Tasks for this exercise:
A) Check each statement against the R² text: (i) for arbitrary predictions, the decomposition SST = SSR + SSE always holds; (ii) the variance used in the rewrite of R² is the population variance; (iii) the OLS fit in the code is built without an intercept. Answer yes or no for each and quote the deciding words.
B) Write what comes next in the R² text, starting after its last sentence.

Given text:
□ □ □
For **arbitrary predictions** (not OLS fitted values), the decomposition \(\text{SST}=\text{SSR}+\text{SSE}\) need not hold, but \(R^2 = 1-\text{SSE}/\text{SST}\) is still the standard definition used by `sklearn.metrics.r2_score`.

### A useful rewrite (same dataset)

If you define

- \(\text{MSE} = \frac{1}{n}\sum_i (y_i-\hat{y}_i)^2\)
- \(\mathrm{Var}(y) = \frac{1}{n}\sum_i (y_i-\bar{y})^2\)  (population variance, with \(n\) not \(n-1\))

then

\[
R^2 = 1 - \frac{\text{MSE}}{\mathrm{Var}(y)}.
\]

This highlights something important: **on a fixed dataset, maximizing \(R^2\) is equivalent to minimizing MSE/SSE**.


In [None]:
# Show SST = SSR + SSE for an OLS fit with an intercept
n = 120
x = rng.uniform(-3, 3, size=n)
y = 2.0 + 1.5 * x + rng.normal(0, 1.0, size=n)

X = np.column_stack([np.ones(n), x])  # intercept + feature
w_ols, *_ = np.linalg.lstsq(X, y, rcond=None)
y_hat = X @ w_ols

y_bar = y.mean()
SST = np.sum((y - y_bar) ** 2)
SSE = np.sum((y - y_hat) ** 2)
SSR = np.sum((y_hat - y_bar) ** 2)

print("w_ols =", w_ols)
print(f"SST={SST:.3f}  SSR={SSR:.3f}  SSE={SSE:.3f}  (SST-(SSR+SSE))={SST-(SSR+SSE):.3e}")
print(f"R² (manual) = {1 - SSE / SST:.4f}")
print(f"R² (sklearn) = {sk_r2_score(y, y_hat):.4f}")


In [None]:
# Variance decomposition as a stacked bar
fig = go.Figure()
fig.add_trace(go.Bar(name="Explained (SSR)", x=["SST"], y=[SSR], marker_color="#4C78A8"))
fig.add_trace(go.Bar(name="Residual (SSE)", x=["SST"], y=[SSE], marker_color="#E45756"))

fig.update_layout(
    barmode="stack",
    title=f"OLS with intercept: SST = SSR + SSE  (R² = {1 - SSE / SST:.3f})",
    yaxis_title="Sum of squares",
    height=350,
)
fig

## 3) From-scratch NumPy implementation

### Weighted + multioutput definitions

For sample weights \(w_i \ge 0\), define the weighted mean:

\[
\bar{y}_w = \frac{\sum_{i=1}^n w_i y_i}{\sum_{i=1}^n w_i}
\]

Then (per output):

\[
\text{SSE}_w = \sum_{i=1}^n w_i (y_i - \hat{y}_i)^2,\qquad
\text{SST}_w = \sum_{i=1}^n w_i (y_i - \bar{y}_w)^2,\qquad
R^2_w = 1 - \frac{\text{SSE}_w}{\text{SST}_w}.
\]

For multioutput \(y \in \mathbb{R}^{n\times m}\), compute \(R^2\) per output and then aggregate.
□ □ □
Dataset excerpt:
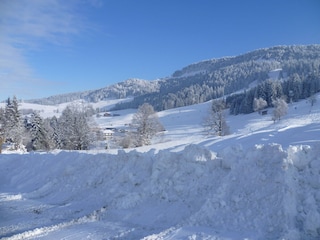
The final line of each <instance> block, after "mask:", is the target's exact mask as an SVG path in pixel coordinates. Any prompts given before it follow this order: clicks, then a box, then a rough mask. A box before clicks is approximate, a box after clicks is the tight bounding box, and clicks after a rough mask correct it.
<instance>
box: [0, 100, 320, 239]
mask: <svg viewBox="0 0 320 240" xmlns="http://www.w3.org/2000/svg"><path fill="white" fill-rule="evenodd" d="M103 104H104V105H103V106H107V105H108V104H109V103H103ZM110 104H111V103H110ZM101 106H102V105H101ZM209 106H210V102H207V103H202V104H199V105H193V106H188V107H183V108H177V109H171V110H167V111H163V112H159V118H160V121H161V122H162V124H163V125H164V126H165V129H166V132H165V133H163V134H162V135H159V136H158V137H157V138H156V139H154V144H153V145H151V146H145V147H141V148H138V149H126V150H117V149H109V150H90V151H54V152H50V153H45V152H42V153H29V154H9V153H7V154H2V155H0V238H1V237H2V238H3V239H12V240H13V239H145V240H154V239H218V240H226V239H288V240H291V239H319V238H320V227H319V226H320V194H319V189H320V148H319V146H320V96H318V101H317V102H316V104H315V105H314V106H313V107H311V105H310V103H308V102H306V101H301V102H298V103H293V104H292V105H289V110H288V114H287V115H286V116H285V117H283V119H282V120H281V121H280V122H276V123H274V122H273V121H272V120H271V115H270V114H271V112H272V109H269V115H266V116H261V115H258V114H257V113H254V114H248V115H238V116H229V115H228V116H227V123H228V125H229V126H230V129H231V132H232V134H230V135H228V136H225V137H214V136H208V135H206V134H205V133H204V132H203V129H202V122H203V119H204V117H205V115H206V114H207V111H208V108H209ZM46 111H48V112H51V110H48V109H43V114H45V113H46ZM133 112H134V111H132V110H130V111H129V110H123V111H121V112H119V113H120V116H118V117H114V118H98V119H97V121H98V123H99V125H100V126H103V127H107V126H110V125H112V126H116V125H118V126H122V125H125V124H126V123H129V122H130V120H131V116H132V114H133ZM47 114H48V113H47ZM48 115H49V114H48Z"/></svg>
□ □ □
Outputs by task:
A)
(i) No: "need not hold"
(ii) Yes: "population variance"
(iii) No: "# intercept + feature"

B)
Below is a small NumPy implementation that mirrors the core ideas in scikit-learn:

- supports 1D targets \((n,)\) and multioutput targets \((n, m)\)
- supports `sample_weight`
- supports `multioutput` aggregation:
  - `'raw_values'` (per-output scores)
  - `'uniform_average'` (simple mean)
  - `'variance_weighted'` (weights each output by its \(\text{SST}\))
- handles constant targets with `force_finite=True` (sklearn’s default):
  - perfect predictions \(\Rightarrow 1.0\)
  - imperfect predictions \(\Rightarrow 0.0\)

Note: with fewer than 2 samples, \(R^2\) is undefined; scikit-learn returns `nan`.


In [None]:
def r2_score_numpy(
    y_true,
    y_pred,
    *,
    sample_weight=None,
    multioutput="uniform_average",
    force_finite=True,
):
    """NumPy implementation of the R² score.

    Parameters
    ----------
    y_true, y_pred : array-like
        Shape (n_samples,) or (n_samples, n_outputs)

    sample_weight : array-like, optional
        Shape (n_samples,)

    multioutput : {'raw_values', 'uniform_average', 'variance_weighted'} or array-like

    force_finite : bool
        If True (default), replace non-finite scores for constant targets:
        - perfect predictions -> 1.0
        - imperfect predictions -> 0.0

    Returns
    -------
    score : float or ndarray
    """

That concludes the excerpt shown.